--- WHAT TO PRODUCE ---
Extract all of the entries and set them down verbatim.

┌─ THE DATA

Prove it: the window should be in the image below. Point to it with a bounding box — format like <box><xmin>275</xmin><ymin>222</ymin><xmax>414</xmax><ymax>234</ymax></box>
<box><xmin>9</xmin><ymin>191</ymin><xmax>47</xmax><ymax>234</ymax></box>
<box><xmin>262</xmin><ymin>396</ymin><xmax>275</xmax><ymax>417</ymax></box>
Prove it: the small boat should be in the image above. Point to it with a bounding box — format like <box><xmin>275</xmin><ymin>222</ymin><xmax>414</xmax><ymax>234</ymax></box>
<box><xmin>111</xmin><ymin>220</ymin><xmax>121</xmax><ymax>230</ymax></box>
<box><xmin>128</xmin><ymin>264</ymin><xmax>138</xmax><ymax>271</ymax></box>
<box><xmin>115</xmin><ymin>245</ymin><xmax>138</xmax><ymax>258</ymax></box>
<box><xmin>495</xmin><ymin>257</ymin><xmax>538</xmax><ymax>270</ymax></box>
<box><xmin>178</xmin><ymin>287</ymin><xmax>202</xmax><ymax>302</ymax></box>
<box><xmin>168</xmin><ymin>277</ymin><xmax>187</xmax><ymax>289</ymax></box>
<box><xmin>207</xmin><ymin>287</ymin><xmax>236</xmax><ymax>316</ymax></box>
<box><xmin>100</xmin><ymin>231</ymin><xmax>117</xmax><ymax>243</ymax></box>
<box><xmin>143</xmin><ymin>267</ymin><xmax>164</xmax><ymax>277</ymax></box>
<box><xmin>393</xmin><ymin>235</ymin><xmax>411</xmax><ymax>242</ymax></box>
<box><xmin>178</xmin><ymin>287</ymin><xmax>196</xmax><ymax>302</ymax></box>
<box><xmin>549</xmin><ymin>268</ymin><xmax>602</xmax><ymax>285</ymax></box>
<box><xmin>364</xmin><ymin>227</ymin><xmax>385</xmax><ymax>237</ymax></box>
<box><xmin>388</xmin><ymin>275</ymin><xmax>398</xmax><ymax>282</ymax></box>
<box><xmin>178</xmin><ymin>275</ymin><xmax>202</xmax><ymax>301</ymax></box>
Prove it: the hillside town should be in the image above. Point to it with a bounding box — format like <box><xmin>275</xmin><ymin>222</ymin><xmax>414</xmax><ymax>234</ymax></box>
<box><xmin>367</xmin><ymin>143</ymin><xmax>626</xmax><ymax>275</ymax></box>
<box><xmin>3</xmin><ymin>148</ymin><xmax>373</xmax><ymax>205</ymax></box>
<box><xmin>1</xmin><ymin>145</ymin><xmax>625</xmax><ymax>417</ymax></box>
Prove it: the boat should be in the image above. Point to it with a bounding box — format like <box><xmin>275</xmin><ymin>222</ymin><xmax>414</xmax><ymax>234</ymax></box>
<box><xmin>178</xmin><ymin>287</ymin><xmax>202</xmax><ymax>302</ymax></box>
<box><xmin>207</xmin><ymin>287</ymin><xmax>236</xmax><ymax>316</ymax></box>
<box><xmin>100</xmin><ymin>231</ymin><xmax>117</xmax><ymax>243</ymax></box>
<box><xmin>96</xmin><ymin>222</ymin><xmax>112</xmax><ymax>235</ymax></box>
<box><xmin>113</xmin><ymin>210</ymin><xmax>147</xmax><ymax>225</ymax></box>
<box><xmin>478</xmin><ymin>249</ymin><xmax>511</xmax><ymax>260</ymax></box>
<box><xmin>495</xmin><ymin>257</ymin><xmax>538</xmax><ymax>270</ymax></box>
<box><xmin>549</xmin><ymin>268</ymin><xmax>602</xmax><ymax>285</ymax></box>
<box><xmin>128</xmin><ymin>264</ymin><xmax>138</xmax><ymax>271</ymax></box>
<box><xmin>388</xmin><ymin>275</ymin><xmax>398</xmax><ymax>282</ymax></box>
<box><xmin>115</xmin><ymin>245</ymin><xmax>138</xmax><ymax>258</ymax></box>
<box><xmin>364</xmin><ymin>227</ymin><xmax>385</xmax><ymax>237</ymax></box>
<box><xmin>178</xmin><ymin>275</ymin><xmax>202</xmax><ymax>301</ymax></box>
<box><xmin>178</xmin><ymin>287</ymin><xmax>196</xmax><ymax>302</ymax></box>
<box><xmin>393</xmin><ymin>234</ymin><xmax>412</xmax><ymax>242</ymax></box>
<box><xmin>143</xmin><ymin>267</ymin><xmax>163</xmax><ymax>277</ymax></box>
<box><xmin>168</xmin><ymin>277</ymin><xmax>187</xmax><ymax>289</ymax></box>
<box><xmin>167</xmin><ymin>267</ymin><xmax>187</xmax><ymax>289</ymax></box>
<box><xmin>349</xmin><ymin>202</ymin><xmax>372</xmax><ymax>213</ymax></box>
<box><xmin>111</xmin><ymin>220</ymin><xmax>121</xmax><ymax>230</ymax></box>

└─

--- EXPECTED OUTPUT ---
Prove it: the window should be in the image below. Point to it with a bounding box — format like <box><xmin>275</xmin><ymin>222</ymin><xmax>414</xmax><ymax>234</ymax></box>
<box><xmin>9</xmin><ymin>191</ymin><xmax>47</xmax><ymax>234</ymax></box>
<box><xmin>262</xmin><ymin>396</ymin><xmax>275</xmax><ymax>417</ymax></box>
Prove it: the small boat should be in the image above. Point to it with a bounding box — format like <box><xmin>275</xmin><ymin>222</ymin><xmax>414</xmax><ymax>234</ymax></box>
<box><xmin>111</xmin><ymin>220</ymin><xmax>121</xmax><ymax>230</ymax></box>
<box><xmin>128</xmin><ymin>264</ymin><xmax>138</xmax><ymax>271</ymax></box>
<box><xmin>115</xmin><ymin>245</ymin><xmax>138</xmax><ymax>258</ymax></box>
<box><xmin>495</xmin><ymin>257</ymin><xmax>538</xmax><ymax>270</ymax></box>
<box><xmin>178</xmin><ymin>287</ymin><xmax>202</xmax><ymax>302</ymax></box>
<box><xmin>168</xmin><ymin>277</ymin><xmax>187</xmax><ymax>289</ymax></box>
<box><xmin>207</xmin><ymin>287</ymin><xmax>236</xmax><ymax>316</ymax></box>
<box><xmin>100</xmin><ymin>231</ymin><xmax>117</xmax><ymax>243</ymax></box>
<box><xmin>143</xmin><ymin>267</ymin><xmax>164</xmax><ymax>277</ymax></box>
<box><xmin>393</xmin><ymin>235</ymin><xmax>411</xmax><ymax>242</ymax></box>
<box><xmin>178</xmin><ymin>287</ymin><xmax>196</xmax><ymax>302</ymax></box>
<box><xmin>549</xmin><ymin>268</ymin><xmax>602</xmax><ymax>285</ymax></box>
<box><xmin>364</xmin><ymin>227</ymin><xmax>385</xmax><ymax>237</ymax></box>
<box><xmin>388</xmin><ymin>275</ymin><xmax>398</xmax><ymax>282</ymax></box>
<box><xmin>178</xmin><ymin>275</ymin><xmax>202</xmax><ymax>301</ymax></box>
Prove it: the hillside town should be in the image above. Point to it with a bounding box — format like <box><xmin>275</xmin><ymin>222</ymin><xmax>414</xmax><ymax>234</ymax></box>
<box><xmin>367</xmin><ymin>143</ymin><xmax>626</xmax><ymax>275</ymax></box>
<box><xmin>3</xmin><ymin>148</ymin><xmax>373</xmax><ymax>205</ymax></box>
<box><xmin>1</xmin><ymin>145</ymin><xmax>625</xmax><ymax>417</ymax></box>
Prove it: the boat should be in the image above. Point to it with a bounding box — format like <box><xmin>275</xmin><ymin>222</ymin><xmax>414</xmax><ymax>234</ymax></box>
<box><xmin>178</xmin><ymin>287</ymin><xmax>202</xmax><ymax>302</ymax></box>
<box><xmin>207</xmin><ymin>287</ymin><xmax>236</xmax><ymax>316</ymax></box>
<box><xmin>100</xmin><ymin>231</ymin><xmax>117</xmax><ymax>243</ymax></box>
<box><xmin>96</xmin><ymin>222</ymin><xmax>112</xmax><ymax>235</ymax></box>
<box><xmin>113</xmin><ymin>210</ymin><xmax>147</xmax><ymax>225</ymax></box>
<box><xmin>478</xmin><ymin>249</ymin><xmax>511</xmax><ymax>260</ymax></box>
<box><xmin>495</xmin><ymin>257</ymin><xmax>538</xmax><ymax>270</ymax></box>
<box><xmin>549</xmin><ymin>268</ymin><xmax>602</xmax><ymax>285</ymax></box>
<box><xmin>128</xmin><ymin>264</ymin><xmax>138</xmax><ymax>271</ymax></box>
<box><xmin>388</xmin><ymin>275</ymin><xmax>398</xmax><ymax>282</ymax></box>
<box><xmin>115</xmin><ymin>245</ymin><xmax>138</xmax><ymax>258</ymax></box>
<box><xmin>364</xmin><ymin>227</ymin><xmax>385</xmax><ymax>237</ymax></box>
<box><xmin>178</xmin><ymin>275</ymin><xmax>202</xmax><ymax>301</ymax></box>
<box><xmin>178</xmin><ymin>287</ymin><xmax>196</xmax><ymax>302</ymax></box>
<box><xmin>393</xmin><ymin>234</ymin><xmax>412</xmax><ymax>242</ymax></box>
<box><xmin>143</xmin><ymin>267</ymin><xmax>163</xmax><ymax>277</ymax></box>
<box><xmin>168</xmin><ymin>277</ymin><xmax>187</xmax><ymax>289</ymax></box>
<box><xmin>167</xmin><ymin>267</ymin><xmax>187</xmax><ymax>289</ymax></box>
<box><xmin>349</xmin><ymin>202</ymin><xmax>372</xmax><ymax>213</ymax></box>
<box><xmin>111</xmin><ymin>220</ymin><xmax>121</xmax><ymax>230</ymax></box>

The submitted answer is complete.